WHAT NEEDS TO BE DONE: Filter the listing below, keeping every line that contains the string "mushroom" and copying each such line in full.

PROVIDED INFORMATION:

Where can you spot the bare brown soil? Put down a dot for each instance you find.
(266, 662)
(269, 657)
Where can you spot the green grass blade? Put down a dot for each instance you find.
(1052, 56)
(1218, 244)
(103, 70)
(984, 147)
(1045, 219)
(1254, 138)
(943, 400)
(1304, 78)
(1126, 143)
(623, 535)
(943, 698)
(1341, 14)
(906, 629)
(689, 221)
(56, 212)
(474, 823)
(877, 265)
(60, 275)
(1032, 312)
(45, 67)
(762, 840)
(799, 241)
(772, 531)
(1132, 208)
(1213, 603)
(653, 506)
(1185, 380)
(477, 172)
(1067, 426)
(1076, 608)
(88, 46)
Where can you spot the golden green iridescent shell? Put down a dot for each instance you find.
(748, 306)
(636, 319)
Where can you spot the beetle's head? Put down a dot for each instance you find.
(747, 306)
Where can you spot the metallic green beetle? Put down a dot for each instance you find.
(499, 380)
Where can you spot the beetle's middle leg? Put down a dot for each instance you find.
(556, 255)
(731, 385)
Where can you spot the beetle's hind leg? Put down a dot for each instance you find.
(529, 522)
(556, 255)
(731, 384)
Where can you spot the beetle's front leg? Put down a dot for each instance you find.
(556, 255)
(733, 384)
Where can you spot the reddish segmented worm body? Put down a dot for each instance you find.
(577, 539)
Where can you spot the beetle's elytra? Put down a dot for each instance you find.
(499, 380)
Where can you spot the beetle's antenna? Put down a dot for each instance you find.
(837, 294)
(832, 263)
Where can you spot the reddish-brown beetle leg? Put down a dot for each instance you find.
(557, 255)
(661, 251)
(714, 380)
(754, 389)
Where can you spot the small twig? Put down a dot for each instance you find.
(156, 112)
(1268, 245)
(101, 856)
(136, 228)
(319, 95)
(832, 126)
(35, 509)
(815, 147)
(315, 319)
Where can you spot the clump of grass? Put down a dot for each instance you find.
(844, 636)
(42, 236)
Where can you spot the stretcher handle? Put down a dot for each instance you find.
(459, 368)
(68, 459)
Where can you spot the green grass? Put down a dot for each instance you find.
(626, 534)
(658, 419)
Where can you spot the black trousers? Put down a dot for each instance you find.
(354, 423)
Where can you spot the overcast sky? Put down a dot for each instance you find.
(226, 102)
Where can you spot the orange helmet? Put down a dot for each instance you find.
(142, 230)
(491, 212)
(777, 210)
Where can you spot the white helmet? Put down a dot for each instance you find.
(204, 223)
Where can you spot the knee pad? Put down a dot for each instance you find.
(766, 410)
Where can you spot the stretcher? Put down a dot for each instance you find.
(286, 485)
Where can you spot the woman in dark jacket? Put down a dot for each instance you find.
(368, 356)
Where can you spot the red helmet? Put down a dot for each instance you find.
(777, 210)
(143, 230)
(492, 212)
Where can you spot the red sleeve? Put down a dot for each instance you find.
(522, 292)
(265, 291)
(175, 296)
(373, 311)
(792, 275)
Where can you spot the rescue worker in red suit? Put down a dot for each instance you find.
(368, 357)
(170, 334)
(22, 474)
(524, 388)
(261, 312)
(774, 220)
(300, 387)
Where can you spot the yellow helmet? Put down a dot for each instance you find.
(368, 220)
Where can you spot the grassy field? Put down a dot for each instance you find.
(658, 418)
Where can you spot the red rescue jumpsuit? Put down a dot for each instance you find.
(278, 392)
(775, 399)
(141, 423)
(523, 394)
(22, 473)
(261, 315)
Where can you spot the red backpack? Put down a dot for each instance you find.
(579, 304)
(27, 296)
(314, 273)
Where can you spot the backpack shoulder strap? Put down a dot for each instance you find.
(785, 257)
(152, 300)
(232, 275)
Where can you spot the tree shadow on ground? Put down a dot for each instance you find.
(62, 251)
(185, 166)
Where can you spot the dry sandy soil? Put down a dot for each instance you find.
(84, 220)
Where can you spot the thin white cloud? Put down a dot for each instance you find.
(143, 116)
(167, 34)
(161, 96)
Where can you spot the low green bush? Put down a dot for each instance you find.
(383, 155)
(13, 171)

---

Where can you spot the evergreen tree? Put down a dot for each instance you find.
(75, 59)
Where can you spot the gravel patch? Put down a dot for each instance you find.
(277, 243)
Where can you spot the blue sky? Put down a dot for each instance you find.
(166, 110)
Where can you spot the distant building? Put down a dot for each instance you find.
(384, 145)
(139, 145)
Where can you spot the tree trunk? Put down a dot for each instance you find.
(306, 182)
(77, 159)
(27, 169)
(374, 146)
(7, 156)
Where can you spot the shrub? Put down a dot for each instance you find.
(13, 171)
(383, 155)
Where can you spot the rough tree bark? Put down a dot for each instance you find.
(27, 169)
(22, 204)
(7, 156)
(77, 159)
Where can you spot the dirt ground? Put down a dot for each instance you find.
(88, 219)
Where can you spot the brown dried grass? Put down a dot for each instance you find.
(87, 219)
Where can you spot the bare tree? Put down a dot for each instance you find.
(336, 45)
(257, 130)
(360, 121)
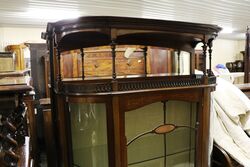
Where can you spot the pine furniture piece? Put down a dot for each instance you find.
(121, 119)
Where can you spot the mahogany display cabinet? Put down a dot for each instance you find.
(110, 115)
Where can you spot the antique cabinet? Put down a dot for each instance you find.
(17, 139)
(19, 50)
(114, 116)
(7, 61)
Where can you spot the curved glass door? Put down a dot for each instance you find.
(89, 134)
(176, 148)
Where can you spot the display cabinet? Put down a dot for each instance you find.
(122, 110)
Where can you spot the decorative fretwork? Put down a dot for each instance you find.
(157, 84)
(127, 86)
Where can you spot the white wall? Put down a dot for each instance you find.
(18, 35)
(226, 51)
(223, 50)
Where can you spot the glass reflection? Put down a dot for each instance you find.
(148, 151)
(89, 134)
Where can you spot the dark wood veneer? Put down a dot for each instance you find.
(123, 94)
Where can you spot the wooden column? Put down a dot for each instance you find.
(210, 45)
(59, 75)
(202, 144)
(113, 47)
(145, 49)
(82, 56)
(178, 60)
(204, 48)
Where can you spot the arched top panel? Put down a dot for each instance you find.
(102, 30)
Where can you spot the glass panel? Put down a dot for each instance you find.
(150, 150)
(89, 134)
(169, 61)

==

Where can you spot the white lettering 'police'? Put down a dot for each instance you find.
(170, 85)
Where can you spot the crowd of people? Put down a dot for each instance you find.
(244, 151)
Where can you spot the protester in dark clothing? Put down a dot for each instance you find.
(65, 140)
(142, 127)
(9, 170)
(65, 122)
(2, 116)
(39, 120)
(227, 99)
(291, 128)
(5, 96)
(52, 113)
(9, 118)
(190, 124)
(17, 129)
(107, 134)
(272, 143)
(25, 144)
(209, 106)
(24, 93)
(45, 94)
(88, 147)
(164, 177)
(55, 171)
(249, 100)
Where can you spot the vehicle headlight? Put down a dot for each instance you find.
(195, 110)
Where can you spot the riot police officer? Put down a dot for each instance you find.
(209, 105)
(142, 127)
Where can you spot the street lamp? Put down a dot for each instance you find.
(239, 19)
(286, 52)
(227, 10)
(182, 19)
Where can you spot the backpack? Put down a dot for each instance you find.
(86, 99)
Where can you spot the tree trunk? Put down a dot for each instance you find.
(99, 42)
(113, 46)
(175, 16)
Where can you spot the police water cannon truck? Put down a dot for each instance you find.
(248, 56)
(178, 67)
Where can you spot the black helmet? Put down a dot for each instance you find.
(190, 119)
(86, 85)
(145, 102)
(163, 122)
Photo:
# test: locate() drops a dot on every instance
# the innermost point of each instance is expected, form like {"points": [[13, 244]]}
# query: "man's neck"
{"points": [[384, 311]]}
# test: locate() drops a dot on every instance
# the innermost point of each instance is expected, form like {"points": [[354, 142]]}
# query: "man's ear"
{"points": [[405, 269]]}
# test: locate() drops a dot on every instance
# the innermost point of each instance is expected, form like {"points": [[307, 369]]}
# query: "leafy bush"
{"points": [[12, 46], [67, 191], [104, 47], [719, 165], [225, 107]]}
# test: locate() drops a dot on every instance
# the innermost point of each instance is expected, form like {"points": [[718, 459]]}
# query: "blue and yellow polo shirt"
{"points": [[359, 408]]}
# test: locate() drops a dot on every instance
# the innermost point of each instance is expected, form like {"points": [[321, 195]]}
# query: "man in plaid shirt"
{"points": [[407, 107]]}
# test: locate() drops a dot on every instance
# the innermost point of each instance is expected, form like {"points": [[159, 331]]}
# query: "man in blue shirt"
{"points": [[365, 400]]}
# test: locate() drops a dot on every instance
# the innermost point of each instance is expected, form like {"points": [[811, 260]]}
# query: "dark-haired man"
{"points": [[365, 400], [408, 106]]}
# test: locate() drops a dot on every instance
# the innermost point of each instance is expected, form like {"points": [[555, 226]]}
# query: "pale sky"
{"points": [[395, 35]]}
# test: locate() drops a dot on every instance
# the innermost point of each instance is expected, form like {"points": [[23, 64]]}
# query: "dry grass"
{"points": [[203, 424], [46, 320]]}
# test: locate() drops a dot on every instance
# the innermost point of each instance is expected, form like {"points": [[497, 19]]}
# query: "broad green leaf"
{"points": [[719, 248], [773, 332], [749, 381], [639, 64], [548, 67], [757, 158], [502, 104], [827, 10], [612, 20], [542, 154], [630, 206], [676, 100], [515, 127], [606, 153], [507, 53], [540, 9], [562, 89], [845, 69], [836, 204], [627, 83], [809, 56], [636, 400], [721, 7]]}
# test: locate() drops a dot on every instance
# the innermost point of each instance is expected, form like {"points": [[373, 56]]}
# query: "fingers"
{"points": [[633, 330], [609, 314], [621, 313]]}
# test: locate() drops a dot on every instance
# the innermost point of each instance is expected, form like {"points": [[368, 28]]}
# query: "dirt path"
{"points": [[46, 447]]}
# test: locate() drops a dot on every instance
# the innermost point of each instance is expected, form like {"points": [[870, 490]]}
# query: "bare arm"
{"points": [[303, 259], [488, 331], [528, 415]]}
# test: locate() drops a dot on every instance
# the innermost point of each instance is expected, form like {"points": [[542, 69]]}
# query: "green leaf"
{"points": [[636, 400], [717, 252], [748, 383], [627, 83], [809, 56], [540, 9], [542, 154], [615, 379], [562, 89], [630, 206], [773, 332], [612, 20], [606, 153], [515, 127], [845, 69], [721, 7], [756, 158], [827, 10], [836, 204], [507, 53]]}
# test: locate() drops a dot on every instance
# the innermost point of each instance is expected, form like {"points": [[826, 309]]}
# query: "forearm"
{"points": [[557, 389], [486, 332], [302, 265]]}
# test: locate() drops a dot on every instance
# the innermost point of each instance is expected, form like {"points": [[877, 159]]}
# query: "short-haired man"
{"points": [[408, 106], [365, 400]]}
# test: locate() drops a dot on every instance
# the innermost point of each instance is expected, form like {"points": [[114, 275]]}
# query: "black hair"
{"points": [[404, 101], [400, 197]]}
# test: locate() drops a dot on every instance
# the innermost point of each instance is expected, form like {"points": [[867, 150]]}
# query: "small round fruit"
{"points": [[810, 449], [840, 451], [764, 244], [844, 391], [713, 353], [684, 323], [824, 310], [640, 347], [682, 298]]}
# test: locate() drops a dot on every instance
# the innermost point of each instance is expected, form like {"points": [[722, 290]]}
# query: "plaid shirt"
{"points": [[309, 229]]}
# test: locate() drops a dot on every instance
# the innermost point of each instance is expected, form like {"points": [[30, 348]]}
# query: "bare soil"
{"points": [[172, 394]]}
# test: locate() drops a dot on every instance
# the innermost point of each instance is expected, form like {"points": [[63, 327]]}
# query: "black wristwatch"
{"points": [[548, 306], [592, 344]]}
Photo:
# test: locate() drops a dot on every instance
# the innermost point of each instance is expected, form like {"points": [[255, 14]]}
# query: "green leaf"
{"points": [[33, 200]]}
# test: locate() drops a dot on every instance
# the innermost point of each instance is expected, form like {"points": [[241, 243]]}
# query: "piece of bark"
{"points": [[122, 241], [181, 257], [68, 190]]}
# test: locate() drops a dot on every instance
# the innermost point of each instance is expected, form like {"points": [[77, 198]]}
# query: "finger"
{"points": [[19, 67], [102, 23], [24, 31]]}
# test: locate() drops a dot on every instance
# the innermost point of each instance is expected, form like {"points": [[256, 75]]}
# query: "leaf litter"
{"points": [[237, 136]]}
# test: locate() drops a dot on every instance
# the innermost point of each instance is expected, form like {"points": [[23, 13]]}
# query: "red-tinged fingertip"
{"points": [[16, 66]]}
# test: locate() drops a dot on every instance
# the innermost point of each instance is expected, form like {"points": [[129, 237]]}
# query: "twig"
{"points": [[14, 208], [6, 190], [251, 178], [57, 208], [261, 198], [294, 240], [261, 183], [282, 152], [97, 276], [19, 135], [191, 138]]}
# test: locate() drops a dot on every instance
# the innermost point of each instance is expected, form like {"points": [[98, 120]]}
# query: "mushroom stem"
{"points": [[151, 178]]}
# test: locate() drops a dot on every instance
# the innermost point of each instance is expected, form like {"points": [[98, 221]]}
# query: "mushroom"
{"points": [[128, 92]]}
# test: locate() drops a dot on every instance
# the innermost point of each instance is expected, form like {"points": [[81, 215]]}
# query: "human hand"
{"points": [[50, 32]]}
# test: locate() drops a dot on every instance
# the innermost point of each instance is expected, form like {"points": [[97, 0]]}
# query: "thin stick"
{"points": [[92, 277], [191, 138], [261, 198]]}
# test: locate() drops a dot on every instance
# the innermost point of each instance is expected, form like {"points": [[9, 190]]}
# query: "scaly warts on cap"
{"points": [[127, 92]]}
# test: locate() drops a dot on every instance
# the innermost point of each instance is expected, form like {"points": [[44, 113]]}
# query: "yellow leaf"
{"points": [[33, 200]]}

COMPLETE ANSWER:
# query: "mushroom stem"
# query: "mushroom"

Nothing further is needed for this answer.